Bereitgestellter Text:
....
Wenige Wochen vor dem Frankfurter Terrorprozess gegen die mutmaßliche «Reichsbürger»-Gruppe um Heinrich XIII. Prinz Reuß hat sich einer der Mitangeklagten im «Stern» erstmals öffentlich zu einigen Vorwürfen geäußert. Dabei bestätigte der frühere Bundeswehrsoldat Maximilian E. nach Angaben des Magazins über seine Anwältin eine «allgemeine Erkundung» im Berliner Reichstagsgebäude. Ein «Sturm auf den Reichstag» sei aber nicht geplant gewesen. 

Die schriftlichen Antworten von Anwältin Ilka Lang-Seifert an den «Stern» liegen der Deutschen Presse-Agentur im Wortlaut vor. Nach Angaben des Magazins versah die Juristin sie mit dem Hinweis: «Die Antworten sind von meinem Mandanten autorisiert und stellen vollständig seine Sicht der Dinge dar.» Lang-Seifert bestätigte der dpa den Austausch mit dem «Stern».

Maximilian E. ist einer von neun Angeklagten, die ab 21. Mai in Frankfurt am Main vor dem Oberlandesgericht stehen sollen. Die Bundesanwaltschaft legt ihnen zur Last, Mitglied einer terroristischen Vereinigung zu sein oder diese unterstützt zu haben. Ziel soll es Ermittlern zufolge gewesen sein, die staatliche Ordnung in Deutschland gewaltsam zu beseitigen und durch eine eigene, bereits in Grundzügen ausgearbeitete Staatsform zu ersetzen.

«Dies war von Herrn E. eine allgemeine Erkundung»
....
Eingabezeilen:
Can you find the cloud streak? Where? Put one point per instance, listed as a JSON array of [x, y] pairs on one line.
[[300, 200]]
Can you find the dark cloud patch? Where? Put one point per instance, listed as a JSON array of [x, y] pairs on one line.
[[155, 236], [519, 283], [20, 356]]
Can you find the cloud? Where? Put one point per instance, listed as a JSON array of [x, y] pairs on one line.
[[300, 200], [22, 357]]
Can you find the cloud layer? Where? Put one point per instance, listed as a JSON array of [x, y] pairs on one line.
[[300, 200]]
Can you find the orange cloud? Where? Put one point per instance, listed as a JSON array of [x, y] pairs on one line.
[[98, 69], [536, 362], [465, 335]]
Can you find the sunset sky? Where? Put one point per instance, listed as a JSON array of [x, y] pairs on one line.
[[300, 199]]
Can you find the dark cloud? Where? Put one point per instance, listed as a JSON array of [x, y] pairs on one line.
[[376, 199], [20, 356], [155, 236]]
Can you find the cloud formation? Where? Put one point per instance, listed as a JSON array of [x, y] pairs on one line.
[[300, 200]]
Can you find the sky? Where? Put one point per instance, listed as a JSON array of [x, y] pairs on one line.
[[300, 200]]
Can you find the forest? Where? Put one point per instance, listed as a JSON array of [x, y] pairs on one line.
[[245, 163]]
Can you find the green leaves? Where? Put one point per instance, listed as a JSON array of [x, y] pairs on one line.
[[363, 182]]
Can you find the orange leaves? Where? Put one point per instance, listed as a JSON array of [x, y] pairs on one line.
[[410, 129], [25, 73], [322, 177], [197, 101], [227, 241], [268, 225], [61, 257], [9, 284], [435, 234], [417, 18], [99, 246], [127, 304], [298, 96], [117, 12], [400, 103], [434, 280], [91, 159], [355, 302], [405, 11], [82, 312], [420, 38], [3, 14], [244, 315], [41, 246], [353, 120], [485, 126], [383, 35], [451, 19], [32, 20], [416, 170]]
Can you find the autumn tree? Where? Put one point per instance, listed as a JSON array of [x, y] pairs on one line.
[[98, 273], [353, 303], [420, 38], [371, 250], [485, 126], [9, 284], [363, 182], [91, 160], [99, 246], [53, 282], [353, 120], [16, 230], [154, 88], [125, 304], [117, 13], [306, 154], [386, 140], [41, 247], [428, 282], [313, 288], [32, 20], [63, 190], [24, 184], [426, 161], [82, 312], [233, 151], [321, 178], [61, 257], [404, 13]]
....
Aufgabe 1: Kopiere aus dem Text über den Prozess gegen die «Reichsbürger»-Gruppe den Abschnitt von „Maximilian E. ist“ bis einschließlich „Staatsform zu ersetzen.“ wortgetreu.
Aufgabe 2: Ermittle alle Zeilen, in denen das Wort „dark“ vorkommt, und gib jede davon unverändert wieder.

Lösung 1:
Maximilian E. ist einer von neun Angeklagten, die ab 21. Mai in Frankfurt am Main vor dem Oberlandesgericht stehen sollen. Die Bundesanwaltschaft legt ihnen zur Last, Mitglied einer terroristischen Vereinigung zu sein oder diese unterstützt zu haben. Ziel soll es Ermittlern zufolge gewesen sein, die staatliche Ordnung in Deutschland gewaltsam zu beseitigen und durch eine eigene, bereits in Grundzügen ausgearbeitete Staatsform zu ersetzen.

Lösung 2:
Can you find the dark cloud patch? Where? Put one point per instance, listed as a JSON array of [x, y] pairs on one line.
Can you find the dark cloud? Where? Put one point per instance, listed as a JSON array of [x, y] pairs on one line.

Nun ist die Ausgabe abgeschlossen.